What to produce:
Please show every line in the records below that contains the word "palm", copying each such line in full. Case counts, so a match must have the same capitalization.

Material for the task:
--- START ---

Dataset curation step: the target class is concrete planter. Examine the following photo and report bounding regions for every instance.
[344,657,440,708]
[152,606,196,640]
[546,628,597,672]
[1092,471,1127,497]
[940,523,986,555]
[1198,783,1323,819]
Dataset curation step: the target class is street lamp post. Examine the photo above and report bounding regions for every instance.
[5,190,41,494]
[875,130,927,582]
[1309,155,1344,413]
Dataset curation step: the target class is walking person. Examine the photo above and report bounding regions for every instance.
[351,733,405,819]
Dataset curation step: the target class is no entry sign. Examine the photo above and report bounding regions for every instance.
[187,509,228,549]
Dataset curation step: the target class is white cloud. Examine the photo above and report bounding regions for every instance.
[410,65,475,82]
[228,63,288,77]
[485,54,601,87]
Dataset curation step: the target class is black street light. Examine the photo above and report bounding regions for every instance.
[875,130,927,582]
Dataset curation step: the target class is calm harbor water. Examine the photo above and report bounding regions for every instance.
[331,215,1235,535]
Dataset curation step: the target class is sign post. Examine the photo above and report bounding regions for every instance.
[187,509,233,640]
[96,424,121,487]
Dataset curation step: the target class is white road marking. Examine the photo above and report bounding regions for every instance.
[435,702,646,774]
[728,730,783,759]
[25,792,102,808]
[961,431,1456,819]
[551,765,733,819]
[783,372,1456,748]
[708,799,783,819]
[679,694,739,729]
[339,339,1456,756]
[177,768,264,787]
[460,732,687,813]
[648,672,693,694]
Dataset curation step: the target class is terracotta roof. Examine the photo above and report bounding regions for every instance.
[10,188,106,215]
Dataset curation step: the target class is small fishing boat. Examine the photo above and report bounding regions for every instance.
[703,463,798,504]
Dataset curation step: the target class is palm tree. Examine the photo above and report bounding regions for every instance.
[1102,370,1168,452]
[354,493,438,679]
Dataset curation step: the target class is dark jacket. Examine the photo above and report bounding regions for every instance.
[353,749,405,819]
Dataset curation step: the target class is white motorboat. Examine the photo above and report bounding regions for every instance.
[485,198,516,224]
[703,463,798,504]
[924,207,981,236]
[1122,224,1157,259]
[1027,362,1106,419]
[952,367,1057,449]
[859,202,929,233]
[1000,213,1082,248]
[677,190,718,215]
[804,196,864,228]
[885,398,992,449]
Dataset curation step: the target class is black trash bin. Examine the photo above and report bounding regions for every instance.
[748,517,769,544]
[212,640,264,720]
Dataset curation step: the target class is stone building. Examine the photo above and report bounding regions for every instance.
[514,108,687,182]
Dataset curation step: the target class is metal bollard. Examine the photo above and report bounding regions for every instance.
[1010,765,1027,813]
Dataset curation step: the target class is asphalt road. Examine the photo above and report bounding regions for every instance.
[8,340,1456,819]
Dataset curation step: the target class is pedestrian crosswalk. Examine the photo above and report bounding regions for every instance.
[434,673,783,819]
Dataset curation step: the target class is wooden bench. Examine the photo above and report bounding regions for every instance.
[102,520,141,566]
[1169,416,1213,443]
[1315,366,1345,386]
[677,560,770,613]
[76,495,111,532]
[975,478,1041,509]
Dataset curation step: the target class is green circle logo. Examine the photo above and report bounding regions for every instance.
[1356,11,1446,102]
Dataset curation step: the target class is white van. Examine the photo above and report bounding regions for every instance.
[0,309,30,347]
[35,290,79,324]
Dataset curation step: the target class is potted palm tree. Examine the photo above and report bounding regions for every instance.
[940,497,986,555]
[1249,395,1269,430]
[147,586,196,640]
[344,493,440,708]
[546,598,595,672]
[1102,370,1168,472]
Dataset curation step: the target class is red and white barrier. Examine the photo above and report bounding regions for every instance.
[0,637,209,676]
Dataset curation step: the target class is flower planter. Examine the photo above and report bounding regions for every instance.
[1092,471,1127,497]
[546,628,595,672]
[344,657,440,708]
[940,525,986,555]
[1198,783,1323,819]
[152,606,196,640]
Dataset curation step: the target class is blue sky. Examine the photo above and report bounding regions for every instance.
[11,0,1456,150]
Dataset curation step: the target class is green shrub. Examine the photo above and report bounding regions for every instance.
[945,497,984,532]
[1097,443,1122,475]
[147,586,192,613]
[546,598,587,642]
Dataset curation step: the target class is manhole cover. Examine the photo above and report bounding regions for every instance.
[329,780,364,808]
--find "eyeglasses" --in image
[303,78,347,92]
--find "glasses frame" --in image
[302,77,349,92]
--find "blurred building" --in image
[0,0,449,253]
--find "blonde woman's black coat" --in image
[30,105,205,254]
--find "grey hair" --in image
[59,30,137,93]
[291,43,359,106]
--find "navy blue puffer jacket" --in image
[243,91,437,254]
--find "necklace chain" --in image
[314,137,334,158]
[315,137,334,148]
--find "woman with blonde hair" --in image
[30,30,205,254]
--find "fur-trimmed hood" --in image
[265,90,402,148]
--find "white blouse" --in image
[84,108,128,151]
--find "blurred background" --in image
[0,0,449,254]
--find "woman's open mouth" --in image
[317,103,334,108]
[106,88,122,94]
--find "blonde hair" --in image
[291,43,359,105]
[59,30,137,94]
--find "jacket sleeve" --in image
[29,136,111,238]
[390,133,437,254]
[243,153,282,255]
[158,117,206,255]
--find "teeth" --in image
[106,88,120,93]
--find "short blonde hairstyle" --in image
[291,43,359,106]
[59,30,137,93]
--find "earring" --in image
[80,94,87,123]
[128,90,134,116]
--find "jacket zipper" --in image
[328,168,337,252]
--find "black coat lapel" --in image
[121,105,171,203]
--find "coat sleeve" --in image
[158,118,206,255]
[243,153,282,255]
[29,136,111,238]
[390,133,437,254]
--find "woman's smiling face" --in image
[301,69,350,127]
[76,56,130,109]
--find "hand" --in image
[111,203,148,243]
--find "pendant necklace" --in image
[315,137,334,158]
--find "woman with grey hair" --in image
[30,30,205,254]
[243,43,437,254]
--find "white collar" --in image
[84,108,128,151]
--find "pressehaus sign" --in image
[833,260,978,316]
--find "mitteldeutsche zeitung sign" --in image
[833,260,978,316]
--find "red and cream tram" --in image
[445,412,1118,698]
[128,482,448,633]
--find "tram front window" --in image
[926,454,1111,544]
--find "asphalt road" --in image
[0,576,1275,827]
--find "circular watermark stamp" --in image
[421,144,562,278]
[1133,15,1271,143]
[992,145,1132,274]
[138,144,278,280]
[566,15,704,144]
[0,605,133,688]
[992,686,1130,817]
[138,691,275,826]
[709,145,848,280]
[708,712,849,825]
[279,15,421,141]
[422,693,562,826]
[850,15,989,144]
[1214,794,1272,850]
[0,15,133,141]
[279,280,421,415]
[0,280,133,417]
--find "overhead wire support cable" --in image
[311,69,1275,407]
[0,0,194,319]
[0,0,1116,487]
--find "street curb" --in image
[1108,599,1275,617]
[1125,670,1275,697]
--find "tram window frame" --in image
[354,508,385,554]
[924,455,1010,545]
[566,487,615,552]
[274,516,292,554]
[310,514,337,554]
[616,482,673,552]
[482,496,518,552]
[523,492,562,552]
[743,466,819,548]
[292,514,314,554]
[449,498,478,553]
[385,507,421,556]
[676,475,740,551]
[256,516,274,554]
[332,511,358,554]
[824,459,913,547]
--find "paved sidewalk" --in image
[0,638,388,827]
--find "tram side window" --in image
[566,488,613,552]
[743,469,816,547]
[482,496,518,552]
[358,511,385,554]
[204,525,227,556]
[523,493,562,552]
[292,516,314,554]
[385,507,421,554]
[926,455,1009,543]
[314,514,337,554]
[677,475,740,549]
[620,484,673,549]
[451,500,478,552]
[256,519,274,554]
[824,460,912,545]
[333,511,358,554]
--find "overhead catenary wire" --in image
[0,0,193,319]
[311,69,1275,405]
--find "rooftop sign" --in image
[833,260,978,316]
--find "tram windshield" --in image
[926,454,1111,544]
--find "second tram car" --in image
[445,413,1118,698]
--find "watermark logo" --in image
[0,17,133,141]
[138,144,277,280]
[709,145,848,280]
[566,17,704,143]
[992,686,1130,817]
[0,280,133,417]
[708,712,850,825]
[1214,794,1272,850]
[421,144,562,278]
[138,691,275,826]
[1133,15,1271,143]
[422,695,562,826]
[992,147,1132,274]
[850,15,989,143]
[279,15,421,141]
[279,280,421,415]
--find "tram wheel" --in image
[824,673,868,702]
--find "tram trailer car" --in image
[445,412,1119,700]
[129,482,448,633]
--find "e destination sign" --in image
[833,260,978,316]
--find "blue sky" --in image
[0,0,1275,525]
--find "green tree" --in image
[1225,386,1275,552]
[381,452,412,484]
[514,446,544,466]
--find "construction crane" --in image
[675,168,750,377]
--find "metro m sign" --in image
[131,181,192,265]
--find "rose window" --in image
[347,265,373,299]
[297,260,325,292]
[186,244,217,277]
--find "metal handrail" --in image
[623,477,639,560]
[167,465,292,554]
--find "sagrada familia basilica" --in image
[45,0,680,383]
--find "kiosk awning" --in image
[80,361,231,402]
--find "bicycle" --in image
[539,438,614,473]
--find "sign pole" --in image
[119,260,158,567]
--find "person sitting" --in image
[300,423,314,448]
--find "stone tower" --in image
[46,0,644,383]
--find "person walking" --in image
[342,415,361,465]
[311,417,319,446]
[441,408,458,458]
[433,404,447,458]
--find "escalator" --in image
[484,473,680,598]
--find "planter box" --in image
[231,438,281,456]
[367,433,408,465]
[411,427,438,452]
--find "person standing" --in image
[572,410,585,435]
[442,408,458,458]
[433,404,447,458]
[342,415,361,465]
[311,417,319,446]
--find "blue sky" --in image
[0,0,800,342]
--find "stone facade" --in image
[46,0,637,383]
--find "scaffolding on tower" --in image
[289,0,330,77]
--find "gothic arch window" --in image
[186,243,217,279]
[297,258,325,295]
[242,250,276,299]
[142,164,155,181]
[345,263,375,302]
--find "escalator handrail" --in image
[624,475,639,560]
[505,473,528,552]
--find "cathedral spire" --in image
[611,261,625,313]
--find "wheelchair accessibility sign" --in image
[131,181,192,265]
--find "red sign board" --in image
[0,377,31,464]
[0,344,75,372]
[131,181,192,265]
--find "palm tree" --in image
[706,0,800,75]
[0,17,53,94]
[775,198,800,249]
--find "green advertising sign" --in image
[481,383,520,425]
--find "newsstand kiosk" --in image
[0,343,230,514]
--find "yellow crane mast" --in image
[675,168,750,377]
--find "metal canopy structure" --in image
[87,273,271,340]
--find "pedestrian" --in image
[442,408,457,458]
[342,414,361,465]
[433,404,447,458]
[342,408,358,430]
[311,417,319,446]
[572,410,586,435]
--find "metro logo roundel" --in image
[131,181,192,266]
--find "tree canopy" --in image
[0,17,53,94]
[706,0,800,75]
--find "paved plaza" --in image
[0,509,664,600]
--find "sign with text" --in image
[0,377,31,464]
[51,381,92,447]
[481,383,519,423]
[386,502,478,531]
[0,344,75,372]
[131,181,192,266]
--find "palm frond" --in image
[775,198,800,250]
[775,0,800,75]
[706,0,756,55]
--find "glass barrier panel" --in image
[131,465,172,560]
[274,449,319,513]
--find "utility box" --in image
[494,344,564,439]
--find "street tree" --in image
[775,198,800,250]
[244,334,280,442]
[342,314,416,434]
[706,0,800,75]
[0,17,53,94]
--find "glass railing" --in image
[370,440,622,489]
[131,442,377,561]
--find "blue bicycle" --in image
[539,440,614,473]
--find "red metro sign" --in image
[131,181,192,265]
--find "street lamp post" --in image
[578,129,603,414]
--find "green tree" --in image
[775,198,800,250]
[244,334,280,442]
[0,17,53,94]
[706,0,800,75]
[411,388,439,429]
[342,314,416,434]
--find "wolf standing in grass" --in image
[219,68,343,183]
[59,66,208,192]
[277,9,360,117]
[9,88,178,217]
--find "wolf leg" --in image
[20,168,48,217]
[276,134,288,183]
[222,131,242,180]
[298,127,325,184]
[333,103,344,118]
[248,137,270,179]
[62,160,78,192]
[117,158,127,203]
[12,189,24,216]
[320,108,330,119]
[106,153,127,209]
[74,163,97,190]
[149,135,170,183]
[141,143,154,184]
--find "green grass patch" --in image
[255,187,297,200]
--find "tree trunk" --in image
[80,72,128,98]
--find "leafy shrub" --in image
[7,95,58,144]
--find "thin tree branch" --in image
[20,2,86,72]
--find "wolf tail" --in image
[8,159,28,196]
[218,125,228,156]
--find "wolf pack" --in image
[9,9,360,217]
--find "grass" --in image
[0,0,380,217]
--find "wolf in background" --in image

--- END ---

Response for this exercise:
Dataset curation step: the target class is palm tree. Examine the photo above and report bounding regions for every instance.
Dataset curation step: the target class is potted palm tree. Examine the photo above and report bounding regions for every instance.
--find "palm tree" --in image
--find "palm frond" --in image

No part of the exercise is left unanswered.